Task: Reproduce the material below from its start up to and including the line with "[212,310,399,375]", requests included, and add -135 to every bounding box coordinate in the answers. Leave out every line after that one.
────────────────
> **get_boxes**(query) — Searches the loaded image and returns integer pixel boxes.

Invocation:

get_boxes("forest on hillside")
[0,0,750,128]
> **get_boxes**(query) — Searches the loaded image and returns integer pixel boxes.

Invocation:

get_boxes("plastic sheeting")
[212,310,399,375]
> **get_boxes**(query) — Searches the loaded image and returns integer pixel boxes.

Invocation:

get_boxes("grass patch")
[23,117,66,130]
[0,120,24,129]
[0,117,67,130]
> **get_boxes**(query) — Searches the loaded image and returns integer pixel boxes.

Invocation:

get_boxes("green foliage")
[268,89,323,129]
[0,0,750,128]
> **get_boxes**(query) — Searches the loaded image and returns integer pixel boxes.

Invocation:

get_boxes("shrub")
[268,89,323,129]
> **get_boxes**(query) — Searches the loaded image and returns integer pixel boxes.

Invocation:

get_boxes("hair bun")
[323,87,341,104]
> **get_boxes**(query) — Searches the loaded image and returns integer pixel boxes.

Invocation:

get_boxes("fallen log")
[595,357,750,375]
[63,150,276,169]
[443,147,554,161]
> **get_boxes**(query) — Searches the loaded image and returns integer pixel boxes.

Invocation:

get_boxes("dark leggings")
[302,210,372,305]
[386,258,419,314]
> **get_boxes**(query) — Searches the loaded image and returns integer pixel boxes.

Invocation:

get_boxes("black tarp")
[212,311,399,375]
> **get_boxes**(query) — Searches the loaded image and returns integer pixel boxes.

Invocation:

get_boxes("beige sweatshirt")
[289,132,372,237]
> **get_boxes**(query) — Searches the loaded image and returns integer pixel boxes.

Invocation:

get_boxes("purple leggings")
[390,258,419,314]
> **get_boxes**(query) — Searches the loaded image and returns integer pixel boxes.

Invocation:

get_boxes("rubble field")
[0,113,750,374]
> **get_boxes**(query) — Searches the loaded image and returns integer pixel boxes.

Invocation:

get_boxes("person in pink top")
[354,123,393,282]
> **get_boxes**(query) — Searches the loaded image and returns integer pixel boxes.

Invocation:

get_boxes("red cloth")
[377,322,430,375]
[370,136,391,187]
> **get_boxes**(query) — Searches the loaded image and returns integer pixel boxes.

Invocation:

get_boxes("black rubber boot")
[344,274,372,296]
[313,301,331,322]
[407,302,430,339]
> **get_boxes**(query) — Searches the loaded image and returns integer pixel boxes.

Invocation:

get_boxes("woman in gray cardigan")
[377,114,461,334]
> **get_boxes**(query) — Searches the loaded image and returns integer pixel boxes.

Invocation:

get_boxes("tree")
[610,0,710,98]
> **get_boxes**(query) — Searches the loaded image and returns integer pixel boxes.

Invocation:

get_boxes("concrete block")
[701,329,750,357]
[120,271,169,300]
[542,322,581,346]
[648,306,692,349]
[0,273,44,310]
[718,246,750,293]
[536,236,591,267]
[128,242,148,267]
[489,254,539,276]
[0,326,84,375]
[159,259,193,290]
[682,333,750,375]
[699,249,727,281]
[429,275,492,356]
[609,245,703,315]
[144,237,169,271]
────────────────
The solution:
> **get_boxes**(query) — Searches the loaded image and returns integer pixel boxes.

Invocation:

get_boxes("forest on hillside")
[-135,-135,615,-7]
> **get_boxes**(query) — Searches the loaded image and returns integer pixel boxes.

Invocation:

get_boxes("plastic sheeting")
[77,175,264,240]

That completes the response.